◆ Passage to read:
*** Block opens ***
Contact Us

Over Half Of Black Renters Face Rent Debt, Study Finds

Much like the coronavirus pandemic itself, the economic recession and associated rent debt it caused have disproportionately affected marginalized populations.


At the beginning of this year, 28% of respondents in the newest survey from Apartment List had rent debt, down from 33% in its October survey. Broken down by race, the picture is less positive: The proportion of Black renters with rent debt rose from 47% to 53%, while rent debt among White, Hispanic and Asian renters all decreased.

"Pre-existing economic inequality is compounding the problem for minority renters," Apartment List research associate Rob Warnock wrote in the survey report. "People of color, who tend to work in occupations that are more prone to disease exposure and more susceptible to pandemic-related layoffs, are coming into 2021 with greater rent debt and more salient concerns about losing their housing once eviction protections expire."

Federal eviction protections are scheduled to expire in March, though President-elect Joe Biden looks likely to extend them through Sep. 30. But that eviction moratorium has legal requirements that low-income tenants are less likely to be able to meet or even be aware of, prompting some states and cities to institute more comprehensive protections. Even so, some evictions have still been carried out across the country.

Among all holders of rent debt, 42% owe over $1K, according to the Apartment List survey, which drew from a pool of 4,000 respondents selected to reflect the demographics of the U.S. population on the whole. Though 51% of all renters now say they are "not at all concerned" about getting evicted, 33% of Black survey subjects responded with the lowest level of concern, with 31% reporting that they feel either "very concerned" or "extremely concerned" about imminent eviction.

Rent debt also has adverse effects on renters aside from eviction, and the $25B in rental assistance included in Biden's $1.9 trillion stimulus plan would alleviate some, but not all, of those effects. And even though Biden's party controls both houses of Congress, its Senate majority rests on Vice President-elect Kamala Harris as a tiebreaker, making passage of his full plan far from a sure thing.

Unless and until robust rental assistance is handed down from a federal level, it falls to cities and states — cash-strapped as they are, thanks to 2020's brutal revenue shortfalls — to use the time before moratoriums are lifted to minimize the number of debt-related evictions when they become legal again.
*** Block closes ***
◆ Given records:
*** Block opens ***
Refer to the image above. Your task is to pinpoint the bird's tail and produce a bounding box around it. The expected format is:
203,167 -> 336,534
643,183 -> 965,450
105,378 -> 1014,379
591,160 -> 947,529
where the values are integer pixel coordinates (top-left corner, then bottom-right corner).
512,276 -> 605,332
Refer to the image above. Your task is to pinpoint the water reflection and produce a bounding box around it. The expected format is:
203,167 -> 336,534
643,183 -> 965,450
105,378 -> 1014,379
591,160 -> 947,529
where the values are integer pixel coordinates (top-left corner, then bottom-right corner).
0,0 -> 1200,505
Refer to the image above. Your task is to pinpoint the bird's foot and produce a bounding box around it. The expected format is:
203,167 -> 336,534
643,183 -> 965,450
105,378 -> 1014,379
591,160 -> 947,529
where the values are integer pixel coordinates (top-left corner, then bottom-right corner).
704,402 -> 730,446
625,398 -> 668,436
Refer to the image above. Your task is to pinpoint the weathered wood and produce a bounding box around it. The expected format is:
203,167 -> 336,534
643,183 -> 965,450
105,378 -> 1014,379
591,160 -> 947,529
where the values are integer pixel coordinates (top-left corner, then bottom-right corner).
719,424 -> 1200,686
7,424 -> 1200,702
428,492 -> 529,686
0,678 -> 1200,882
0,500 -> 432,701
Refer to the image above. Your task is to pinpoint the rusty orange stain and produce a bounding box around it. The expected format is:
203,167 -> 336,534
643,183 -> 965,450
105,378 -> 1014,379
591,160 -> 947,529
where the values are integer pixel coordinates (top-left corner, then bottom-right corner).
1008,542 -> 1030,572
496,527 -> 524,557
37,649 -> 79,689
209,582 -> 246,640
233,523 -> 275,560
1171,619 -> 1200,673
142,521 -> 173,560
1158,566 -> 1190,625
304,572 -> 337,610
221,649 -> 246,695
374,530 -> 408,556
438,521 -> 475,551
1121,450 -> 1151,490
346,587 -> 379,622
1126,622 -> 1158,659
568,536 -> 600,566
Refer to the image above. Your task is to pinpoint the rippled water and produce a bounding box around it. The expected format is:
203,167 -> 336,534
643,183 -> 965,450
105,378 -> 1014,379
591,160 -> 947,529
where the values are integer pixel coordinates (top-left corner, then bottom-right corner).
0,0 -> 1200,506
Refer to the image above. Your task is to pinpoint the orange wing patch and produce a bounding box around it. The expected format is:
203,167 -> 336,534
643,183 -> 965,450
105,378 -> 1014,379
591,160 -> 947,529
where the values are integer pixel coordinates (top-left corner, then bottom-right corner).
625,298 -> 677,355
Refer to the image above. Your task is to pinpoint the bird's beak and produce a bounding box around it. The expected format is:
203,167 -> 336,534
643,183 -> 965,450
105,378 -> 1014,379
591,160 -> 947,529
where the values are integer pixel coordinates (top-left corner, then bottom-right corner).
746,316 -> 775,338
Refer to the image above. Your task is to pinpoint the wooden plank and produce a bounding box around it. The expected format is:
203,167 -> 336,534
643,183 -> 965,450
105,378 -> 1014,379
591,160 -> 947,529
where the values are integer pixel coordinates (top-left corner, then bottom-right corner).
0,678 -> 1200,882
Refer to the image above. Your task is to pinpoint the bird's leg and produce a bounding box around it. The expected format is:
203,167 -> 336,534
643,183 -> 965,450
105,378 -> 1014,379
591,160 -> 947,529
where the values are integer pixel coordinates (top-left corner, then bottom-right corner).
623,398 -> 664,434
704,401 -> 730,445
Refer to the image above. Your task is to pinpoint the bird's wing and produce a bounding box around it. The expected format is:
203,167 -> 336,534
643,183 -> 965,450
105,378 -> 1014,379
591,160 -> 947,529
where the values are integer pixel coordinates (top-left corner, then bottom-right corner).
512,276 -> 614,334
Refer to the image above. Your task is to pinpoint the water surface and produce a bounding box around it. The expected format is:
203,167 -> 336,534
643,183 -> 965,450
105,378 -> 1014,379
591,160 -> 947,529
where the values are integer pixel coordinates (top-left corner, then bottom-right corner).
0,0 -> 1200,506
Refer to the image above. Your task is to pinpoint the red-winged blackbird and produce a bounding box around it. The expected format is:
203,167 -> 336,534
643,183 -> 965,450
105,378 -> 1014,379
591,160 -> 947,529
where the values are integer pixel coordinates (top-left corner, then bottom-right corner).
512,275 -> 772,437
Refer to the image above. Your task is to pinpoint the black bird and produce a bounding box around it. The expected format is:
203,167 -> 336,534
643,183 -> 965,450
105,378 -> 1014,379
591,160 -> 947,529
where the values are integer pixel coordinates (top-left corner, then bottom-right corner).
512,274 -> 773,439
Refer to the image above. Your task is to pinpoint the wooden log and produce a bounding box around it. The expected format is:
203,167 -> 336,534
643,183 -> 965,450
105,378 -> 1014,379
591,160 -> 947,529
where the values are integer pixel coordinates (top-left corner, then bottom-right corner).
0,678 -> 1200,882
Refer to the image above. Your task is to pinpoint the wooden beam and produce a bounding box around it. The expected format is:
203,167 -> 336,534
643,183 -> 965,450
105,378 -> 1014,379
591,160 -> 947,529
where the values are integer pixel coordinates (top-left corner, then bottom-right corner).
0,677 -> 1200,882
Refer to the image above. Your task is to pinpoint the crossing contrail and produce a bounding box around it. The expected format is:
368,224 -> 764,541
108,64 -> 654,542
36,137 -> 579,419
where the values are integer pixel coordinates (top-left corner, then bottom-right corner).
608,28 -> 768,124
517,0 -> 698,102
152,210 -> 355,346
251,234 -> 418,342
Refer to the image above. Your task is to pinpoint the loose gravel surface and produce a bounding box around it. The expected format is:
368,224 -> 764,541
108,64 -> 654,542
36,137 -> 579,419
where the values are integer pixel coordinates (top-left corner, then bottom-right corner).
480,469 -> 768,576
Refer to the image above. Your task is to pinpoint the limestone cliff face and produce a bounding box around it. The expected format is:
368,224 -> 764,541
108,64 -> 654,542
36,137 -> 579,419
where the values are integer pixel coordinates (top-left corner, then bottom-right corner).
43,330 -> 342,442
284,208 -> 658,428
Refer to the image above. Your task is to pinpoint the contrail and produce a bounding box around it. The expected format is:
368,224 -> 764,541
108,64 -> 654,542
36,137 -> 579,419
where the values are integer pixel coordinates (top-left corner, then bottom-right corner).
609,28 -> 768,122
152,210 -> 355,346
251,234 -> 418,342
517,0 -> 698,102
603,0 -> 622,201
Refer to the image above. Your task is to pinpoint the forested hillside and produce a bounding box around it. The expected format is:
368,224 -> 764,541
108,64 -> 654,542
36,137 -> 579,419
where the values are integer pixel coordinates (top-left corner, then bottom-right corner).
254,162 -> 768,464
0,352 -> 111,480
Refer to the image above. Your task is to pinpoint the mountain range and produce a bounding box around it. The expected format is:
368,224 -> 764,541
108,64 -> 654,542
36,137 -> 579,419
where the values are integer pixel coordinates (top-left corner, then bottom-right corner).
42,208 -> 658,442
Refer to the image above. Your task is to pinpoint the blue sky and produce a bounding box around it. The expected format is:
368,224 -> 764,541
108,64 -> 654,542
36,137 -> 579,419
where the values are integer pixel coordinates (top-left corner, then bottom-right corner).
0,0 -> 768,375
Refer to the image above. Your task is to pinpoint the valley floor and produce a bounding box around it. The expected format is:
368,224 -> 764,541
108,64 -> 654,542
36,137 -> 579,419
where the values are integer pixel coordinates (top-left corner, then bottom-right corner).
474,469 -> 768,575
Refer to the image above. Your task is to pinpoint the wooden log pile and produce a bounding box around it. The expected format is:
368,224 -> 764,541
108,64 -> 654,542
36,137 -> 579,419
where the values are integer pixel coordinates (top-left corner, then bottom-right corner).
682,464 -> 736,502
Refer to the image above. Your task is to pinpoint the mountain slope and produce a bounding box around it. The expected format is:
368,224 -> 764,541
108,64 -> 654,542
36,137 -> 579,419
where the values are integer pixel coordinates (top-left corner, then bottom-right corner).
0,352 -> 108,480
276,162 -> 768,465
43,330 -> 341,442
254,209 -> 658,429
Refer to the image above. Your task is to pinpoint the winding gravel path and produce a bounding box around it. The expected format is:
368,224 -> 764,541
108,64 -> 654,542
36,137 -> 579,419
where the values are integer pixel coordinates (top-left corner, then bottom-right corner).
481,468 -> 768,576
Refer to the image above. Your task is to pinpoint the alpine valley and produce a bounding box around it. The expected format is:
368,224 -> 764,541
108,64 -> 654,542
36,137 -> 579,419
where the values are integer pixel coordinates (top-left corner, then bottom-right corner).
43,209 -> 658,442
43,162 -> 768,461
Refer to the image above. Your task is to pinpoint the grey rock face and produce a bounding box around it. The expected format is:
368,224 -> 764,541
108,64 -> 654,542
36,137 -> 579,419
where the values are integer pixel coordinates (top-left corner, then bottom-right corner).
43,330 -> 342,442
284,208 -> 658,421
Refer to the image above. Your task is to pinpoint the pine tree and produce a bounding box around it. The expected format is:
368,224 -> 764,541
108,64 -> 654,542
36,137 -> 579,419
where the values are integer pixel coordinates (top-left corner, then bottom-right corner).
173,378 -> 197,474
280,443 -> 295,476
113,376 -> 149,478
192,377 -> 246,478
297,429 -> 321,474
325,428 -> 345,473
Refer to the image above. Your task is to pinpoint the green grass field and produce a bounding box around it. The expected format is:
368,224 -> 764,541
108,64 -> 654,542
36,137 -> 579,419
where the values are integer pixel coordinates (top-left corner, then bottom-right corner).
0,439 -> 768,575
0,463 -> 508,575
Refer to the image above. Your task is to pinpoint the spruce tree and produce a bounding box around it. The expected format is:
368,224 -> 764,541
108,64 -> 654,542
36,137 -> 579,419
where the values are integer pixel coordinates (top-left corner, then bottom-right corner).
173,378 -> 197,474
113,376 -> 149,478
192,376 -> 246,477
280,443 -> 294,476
*** Block closes ***
Please give the share of Black renters with rent debt in the newest Apartment List survey, according to the article on rent debt.

53%